Coordinate labeling data
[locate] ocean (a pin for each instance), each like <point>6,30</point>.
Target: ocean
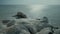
<point>52,12</point>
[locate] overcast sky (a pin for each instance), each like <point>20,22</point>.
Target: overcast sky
<point>29,1</point>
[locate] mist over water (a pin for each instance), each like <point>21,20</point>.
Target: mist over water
<point>32,11</point>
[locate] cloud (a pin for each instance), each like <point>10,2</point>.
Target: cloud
<point>29,1</point>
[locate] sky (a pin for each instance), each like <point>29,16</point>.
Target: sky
<point>4,2</point>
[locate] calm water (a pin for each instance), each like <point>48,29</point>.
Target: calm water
<point>32,11</point>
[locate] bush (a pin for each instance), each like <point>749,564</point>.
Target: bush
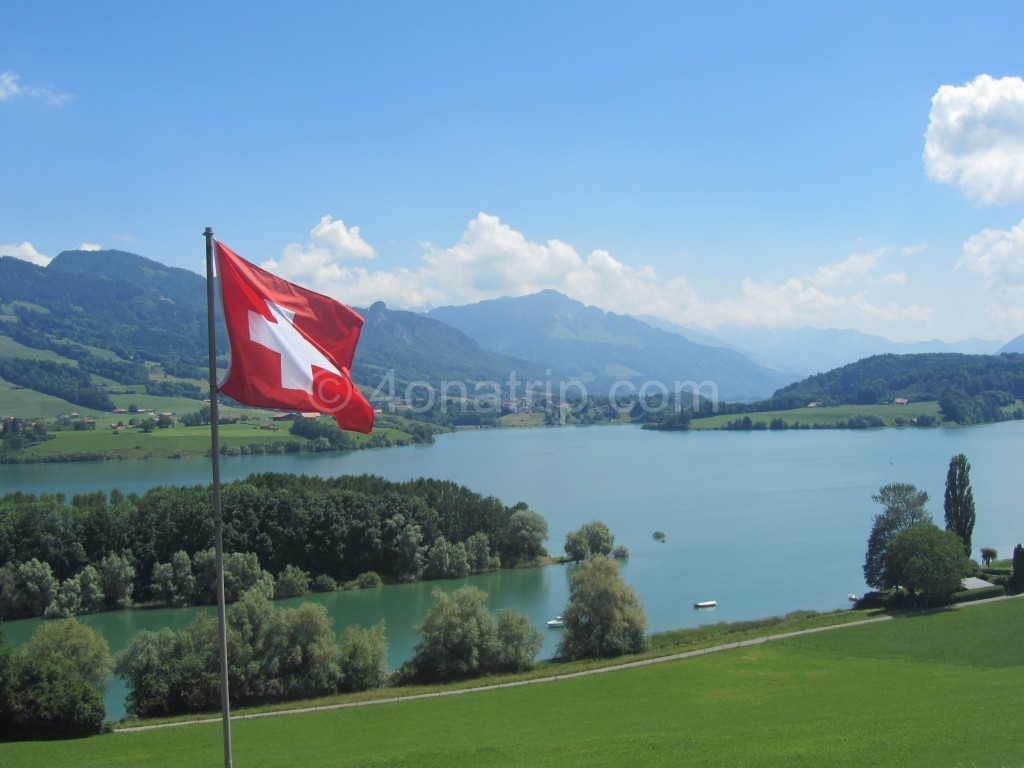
<point>324,583</point>
<point>56,683</point>
<point>604,616</point>
<point>460,638</point>
<point>367,581</point>
<point>968,596</point>
<point>364,657</point>
<point>292,582</point>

■ YOUR TASK: Transcribe every one of the records above word for word, leaving out the pictures.

■ OUTPUT FOR THIS EXERCISE:
[locate] ocean (a pin for each instance), each like <point>6,30</point>.
Target: ocean
<point>52,12</point>
[locate] overcast sky (a pin for each instance), each like <point>20,22</point>.
Target: overcast sky
<point>29,1</point>
[locate] mist over water (a pin for each instance), each like <point>21,20</point>.
Target: mist over water
<point>32,11</point>
[locate] cloud (a pin for each instance), each like <point>10,2</point>.
Target: cloud
<point>29,1</point>
[locate] sky (a pin for each instance), each like <point>29,16</point>.
Target: sky
<point>4,2</point>
[locate] calm water (a pin for each instance), each like <point>48,29</point>.
Target: calm water
<point>32,11</point>
[locate] bush (a pin for each instance), each like <point>749,564</point>.
Target: bush
<point>324,583</point>
<point>56,683</point>
<point>604,616</point>
<point>460,638</point>
<point>367,581</point>
<point>968,596</point>
<point>364,657</point>
<point>292,582</point>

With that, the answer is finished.